INSTRUCTION:
From the Ninth Circuit opinion, reproduce the passage that opens with "Appeal from the" and closes with "part, and remand.", swapping in "judgment on the pleadings" wherever "summary judgment" appears.

PAGE:
··········

Lutcher v. Musicians Union Local 47

Decision Date08 December 1980
Docket NumberNo. 78-2909,78-2909
Citation633 F.2d 880
Parties24 Fair Empl.Prac.Cas. 859, 24 Empl. Prac. Dec. P 31,402 Joe LUTCHER, Plaintiff-Appellant, v. MUSICIANS UNION LOCAL 47; Max Herman, individually and in his capacity as a Member and President Governing Board of Defendant Union; Marl Young, individually and in his capacity as Secretary of Defendant Union; Rene Block, individually and in his capacity as agent of Defendant Union; Nellie Lutcher, individually and in her capacity as Member of the Governing Board of Defendant Union; The Los Angeles Unified School District; and Nunzio Crisci, individually and in his capacity as Coordinator of the Intergroup Cultural Awareness Program for Defendant School District, Defendants-Appellees.
CourtU.S. Court of Appeals — Ninth Circuit

Arnold I. Siegel, Los Angeles, Cal., on briefs, for plaintiff-appellant.

Lawrence R. Rosenzweig, Timothy J. McKnight, Los Angeles, Cal., on briefs, for defendants-appellees.

Appeal from the United States District Court for the Central District of California.

Before SKOPIL and FERGUSON, Circuit Judges, and EAST, * District judge.

SKOPIL, Circuit Judge:

INTRODUCTION

Plaintiff Lutcher brought this action alleging discrimination on the basis of religion, in violation of Title VII of the Civil Rights Act of 1964 (Title VII), 42 U.S.C. § 2000e et seq., and of 42 U.S.C. §§ 1983, 1985. The district court granted summary judgment for all defendants on all claims, and denied as moot Lutcher's motion to amend his complaint. We affirm in part, reverse in part, and remand.

FACTS

Lutcher is a professional musician. Before 1953 he belonged to Musicians Union Local 47 ("the Union"), but fell behind in his dues. In 1953 he was converted to the Seventh Day Adventist Church. Since that time, he has refused to pay dues because Church tenets prohibit union membership.

··········

DATA EXTRACT:

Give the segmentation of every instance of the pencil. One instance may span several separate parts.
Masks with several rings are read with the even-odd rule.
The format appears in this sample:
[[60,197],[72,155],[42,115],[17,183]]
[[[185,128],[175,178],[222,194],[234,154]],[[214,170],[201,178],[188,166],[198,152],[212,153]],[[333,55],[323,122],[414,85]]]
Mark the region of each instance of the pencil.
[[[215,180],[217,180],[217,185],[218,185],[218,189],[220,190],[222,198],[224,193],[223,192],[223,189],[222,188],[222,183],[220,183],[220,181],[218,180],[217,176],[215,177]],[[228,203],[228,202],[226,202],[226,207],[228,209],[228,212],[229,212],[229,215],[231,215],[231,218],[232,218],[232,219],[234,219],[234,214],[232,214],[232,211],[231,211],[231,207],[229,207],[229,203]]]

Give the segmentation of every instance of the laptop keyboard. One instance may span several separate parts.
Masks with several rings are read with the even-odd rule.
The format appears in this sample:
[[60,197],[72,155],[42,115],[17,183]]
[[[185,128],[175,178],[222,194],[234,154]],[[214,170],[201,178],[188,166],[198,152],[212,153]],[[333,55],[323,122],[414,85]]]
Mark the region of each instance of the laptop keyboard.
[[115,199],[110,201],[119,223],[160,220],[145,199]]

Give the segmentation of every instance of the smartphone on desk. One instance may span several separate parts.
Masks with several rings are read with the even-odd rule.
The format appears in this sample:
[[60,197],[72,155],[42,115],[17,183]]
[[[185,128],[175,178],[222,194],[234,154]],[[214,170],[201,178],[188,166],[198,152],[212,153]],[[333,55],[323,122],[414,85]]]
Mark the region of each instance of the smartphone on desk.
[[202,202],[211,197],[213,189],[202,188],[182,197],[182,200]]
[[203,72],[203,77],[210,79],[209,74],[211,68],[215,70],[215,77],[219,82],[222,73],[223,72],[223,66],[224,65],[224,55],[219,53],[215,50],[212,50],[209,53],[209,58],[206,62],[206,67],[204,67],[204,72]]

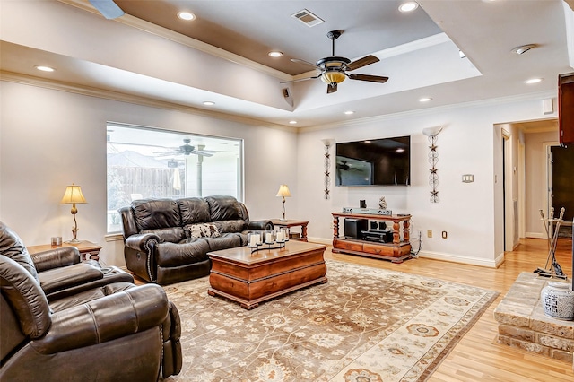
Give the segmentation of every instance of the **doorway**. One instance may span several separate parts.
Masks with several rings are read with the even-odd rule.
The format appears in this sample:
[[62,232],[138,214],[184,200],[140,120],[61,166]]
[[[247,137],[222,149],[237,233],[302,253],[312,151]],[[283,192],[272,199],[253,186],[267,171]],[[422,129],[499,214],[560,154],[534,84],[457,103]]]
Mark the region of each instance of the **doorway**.
[[548,151],[548,204],[554,208],[554,217],[564,207],[559,236],[570,238],[574,217],[574,146],[552,145]]

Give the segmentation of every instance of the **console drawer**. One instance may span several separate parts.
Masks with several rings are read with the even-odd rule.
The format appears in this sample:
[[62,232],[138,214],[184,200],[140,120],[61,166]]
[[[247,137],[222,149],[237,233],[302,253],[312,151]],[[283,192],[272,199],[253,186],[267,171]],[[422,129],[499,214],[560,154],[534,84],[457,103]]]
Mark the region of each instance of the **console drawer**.
[[365,243],[362,245],[362,250],[374,255],[395,256],[394,248],[390,246]]
[[334,240],[333,247],[347,251],[362,252],[363,244],[346,240]]

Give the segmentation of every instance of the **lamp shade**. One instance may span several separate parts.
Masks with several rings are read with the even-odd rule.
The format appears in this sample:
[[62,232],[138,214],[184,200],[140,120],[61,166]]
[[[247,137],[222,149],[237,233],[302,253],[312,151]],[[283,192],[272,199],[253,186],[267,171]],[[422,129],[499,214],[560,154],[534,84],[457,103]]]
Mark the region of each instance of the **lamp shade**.
[[341,83],[346,77],[341,72],[328,71],[321,75],[321,81],[325,83]]
[[64,197],[60,201],[60,204],[73,204],[74,203],[88,203],[86,202],[83,194],[82,194],[82,188],[80,186],[76,186],[72,183],[72,186],[65,187],[65,192]]
[[279,186],[279,191],[277,191],[276,196],[291,197],[291,192],[289,192],[287,185]]

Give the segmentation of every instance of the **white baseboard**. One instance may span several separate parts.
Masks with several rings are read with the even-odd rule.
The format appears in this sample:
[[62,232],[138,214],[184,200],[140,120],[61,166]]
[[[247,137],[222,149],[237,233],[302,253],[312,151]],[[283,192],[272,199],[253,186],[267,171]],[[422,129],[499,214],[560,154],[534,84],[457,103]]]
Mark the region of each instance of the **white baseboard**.
[[419,252],[419,257],[430,258],[433,260],[448,261],[450,263],[465,264],[468,265],[484,266],[487,268],[497,268],[504,261],[504,254],[502,260],[500,256],[494,260],[479,259],[476,257],[468,257],[464,256],[455,256],[450,254],[442,254],[438,252]]

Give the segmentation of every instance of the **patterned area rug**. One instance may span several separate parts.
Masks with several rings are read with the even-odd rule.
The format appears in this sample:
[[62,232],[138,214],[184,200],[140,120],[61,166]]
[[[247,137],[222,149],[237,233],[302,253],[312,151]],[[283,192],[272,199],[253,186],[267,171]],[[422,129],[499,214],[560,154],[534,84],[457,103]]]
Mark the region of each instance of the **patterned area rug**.
[[207,277],[165,287],[184,363],[169,381],[422,381],[498,292],[327,261],[328,282],[245,310]]

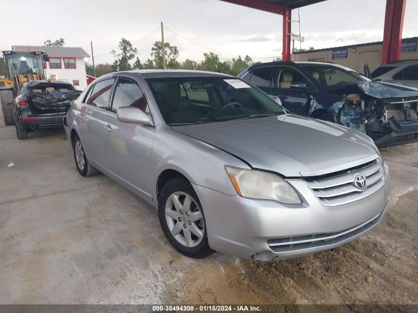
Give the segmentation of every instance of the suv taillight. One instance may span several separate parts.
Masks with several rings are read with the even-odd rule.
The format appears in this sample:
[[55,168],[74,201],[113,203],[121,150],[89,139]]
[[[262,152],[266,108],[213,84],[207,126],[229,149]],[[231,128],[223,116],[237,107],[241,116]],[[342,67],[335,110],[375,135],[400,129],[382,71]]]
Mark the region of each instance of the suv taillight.
[[17,101],[17,105],[23,105],[24,106],[28,106],[29,104],[28,103],[28,101],[25,101],[24,100],[19,100]]

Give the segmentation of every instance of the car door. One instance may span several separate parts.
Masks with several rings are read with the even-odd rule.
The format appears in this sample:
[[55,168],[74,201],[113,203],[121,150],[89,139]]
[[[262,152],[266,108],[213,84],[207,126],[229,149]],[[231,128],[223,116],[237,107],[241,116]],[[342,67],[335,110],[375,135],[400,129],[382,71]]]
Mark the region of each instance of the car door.
[[83,99],[77,116],[79,135],[86,153],[98,167],[103,163],[104,116],[114,81],[112,77],[94,83]]
[[149,182],[155,128],[118,121],[117,109],[123,106],[136,107],[150,114],[139,84],[130,78],[120,77],[115,83],[110,109],[105,113],[103,164],[114,178],[151,201]]
[[300,72],[289,67],[277,67],[273,78],[274,92],[282,105],[293,113],[308,114],[310,82]]
[[276,69],[275,66],[258,67],[247,73],[242,79],[257,86],[272,98],[277,100],[279,93],[273,82]]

··········

FINISHED EXERCISE:
Appeal from the United States District Court for the Central District of California.

Before SKOPIL and FERGUSON, Circuit Judges, and EAST, * District judge.

SKOPIL, Circuit Judge:

INTRODUCTION

Plaintiff Lutcher brought this action alleging discrimination on the basis of religion, in violation of Title VII of the Civil Rights Act of 1964 (Title VII), 42 U.S.C. § 2000e et seq., and of 42 U.S.C. §§ 1983, 1985. The district court granted judgment on the pleadings for all defendants on all claims, and denied as moot Lutcher's motion to amend his complaint. We affirm in part, reverse in part, and remand.